──────── Registro de datos

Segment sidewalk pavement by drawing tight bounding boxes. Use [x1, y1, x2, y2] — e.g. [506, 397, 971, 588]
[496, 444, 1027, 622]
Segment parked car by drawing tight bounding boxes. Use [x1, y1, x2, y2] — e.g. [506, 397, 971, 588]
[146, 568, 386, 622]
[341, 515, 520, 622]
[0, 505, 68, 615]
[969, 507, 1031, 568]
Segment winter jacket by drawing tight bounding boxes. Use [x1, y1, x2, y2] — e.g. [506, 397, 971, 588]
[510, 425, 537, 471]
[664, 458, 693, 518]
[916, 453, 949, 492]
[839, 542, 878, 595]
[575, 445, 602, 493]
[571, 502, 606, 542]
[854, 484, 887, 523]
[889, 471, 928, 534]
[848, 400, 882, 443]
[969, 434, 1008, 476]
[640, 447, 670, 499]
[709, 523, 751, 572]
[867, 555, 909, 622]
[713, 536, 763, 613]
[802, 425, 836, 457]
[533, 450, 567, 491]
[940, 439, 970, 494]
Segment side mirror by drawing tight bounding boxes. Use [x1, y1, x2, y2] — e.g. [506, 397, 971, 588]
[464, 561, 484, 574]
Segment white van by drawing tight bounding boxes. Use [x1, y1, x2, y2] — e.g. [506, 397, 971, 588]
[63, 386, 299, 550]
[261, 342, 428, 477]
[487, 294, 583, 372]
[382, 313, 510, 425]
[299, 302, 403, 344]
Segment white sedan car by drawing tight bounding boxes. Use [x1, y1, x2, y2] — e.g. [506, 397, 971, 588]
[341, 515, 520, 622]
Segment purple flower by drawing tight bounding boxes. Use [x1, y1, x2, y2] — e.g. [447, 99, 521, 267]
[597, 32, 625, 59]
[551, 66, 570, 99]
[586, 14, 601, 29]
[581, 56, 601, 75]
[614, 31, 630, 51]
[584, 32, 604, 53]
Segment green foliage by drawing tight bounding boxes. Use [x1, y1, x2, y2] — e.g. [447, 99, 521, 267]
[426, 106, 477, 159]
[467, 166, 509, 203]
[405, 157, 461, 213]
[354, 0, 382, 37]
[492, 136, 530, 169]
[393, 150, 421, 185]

────────────────

### Instrucciones de trabajo
Por favor, presenta todos los datos anteriores como una tabla Markdown con las columnas «N.º» y «Línea», con una fila numerada por cada línea y sin incluir las líneas en blanco.

### La solución
| N.º | Línea |
|---|---|
| 1 | Segment sidewalk pavement by drawing tight bounding boxes. Use [x1, y1, x2, y2] — e.g. [506, 397, 971, 588] |
| 2 | [496, 444, 1027, 622] |
| 3 | Segment parked car by drawing tight bounding boxes. Use [x1, y1, x2, y2] — e.g. [506, 397, 971, 588] |
| 4 | [146, 568, 386, 622] |
| 5 | [341, 515, 520, 622] |
| 6 | [0, 505, 68, 615] |
| 7 | [969, 507, 1031, 568] |
| 8 | Segment winter jacket by drawing tight bounding boxes. Use [x1, y1, x2, y2] — e.g. [506, 397, 971, 588] |
| 9 | [510, 425, 537, 471] |
| 10 | [664, 458, 693, 518] |
| 11 | [916, 453, 949, 492] |
| 12 | [839, 542, 878, 595] |
| 13 | [575, 445, 602, 493] |
| 14 | [571, 502, 606, 542] |
| 15 | [854, 484, 887, 523] |
| 16 | [889, 471, 928, 534] |
| 17 | [848, 400, 882, 443] |
| 18 | [969, 434, 1008, 476] |
| 19 | [640, 447, 670, 499] |
| 20 | [709, 523, 751, 572] |
| 21 | [867, 555, 909, 622] |
| 22 | [713, 536, 763, 613] |
| 23 | [802, 425, 836, 457] |
| 24 | [533, 450, 567, 491] |
| 25 | [940, 439, 970, 494] |
| 26 | Segment side mirror by drawing tight bounding boxes. Use [x1, y1, x2, y2] — e.g. [506, 397, 971, 588] |
| 27 | [464, 561, 484, 574] |
| 28 | Segment white van by drawing tight bounding boxes. Use [x1, y1, x2, y2] — e.g. [506, 397, 971, 588] |
| 29 | [63, 386, 299, 550] |
| 30 | [261, 342, 428, 477] |
| 31 | [487, 294, 583, 372] |
| 32 | [382, 313, 510, 425] |
| 33 | [299, 302, 403, 344] |
| 34 | Segment white sedan car by drawing tight bounding boxes. Use [x1, y1, x2, y2] — e.g. [506, 397, 971, 588] |
| 35 | [341, 515, 520, 622] |
| 36 | Segment purple flower by drawing tight bounding boxes. Use [x1, y1, x2, y2] — e.g. [447, 99, 521, 267] |
| 37 | [597, 32, 625, 59] |
| 38 | [551, 66, 570, 99] |
| 39 | [586, 14, 601, 29] |
| 40 | [581, 56, 601, 75] |
| 41 | [614, 31, 630, 51] |
| 42 | [584, 32, 604, 53] |
| 43 | Segment green foliage by drawing tight bounding boxes. Use [x1, y1, x2, y2] — e.g. [447, 99, 521, 267] |
| 44 | [426, 106, 477, 159] |
| 45 | [467, 166, 509, 203] |
| 46 | [405, 157, 461, 213] |
| 47 | [354, 0, 382, 37] |
| 48 | [492, 136, 530, 169] |
| 49 | [393, 150, 421, 185] |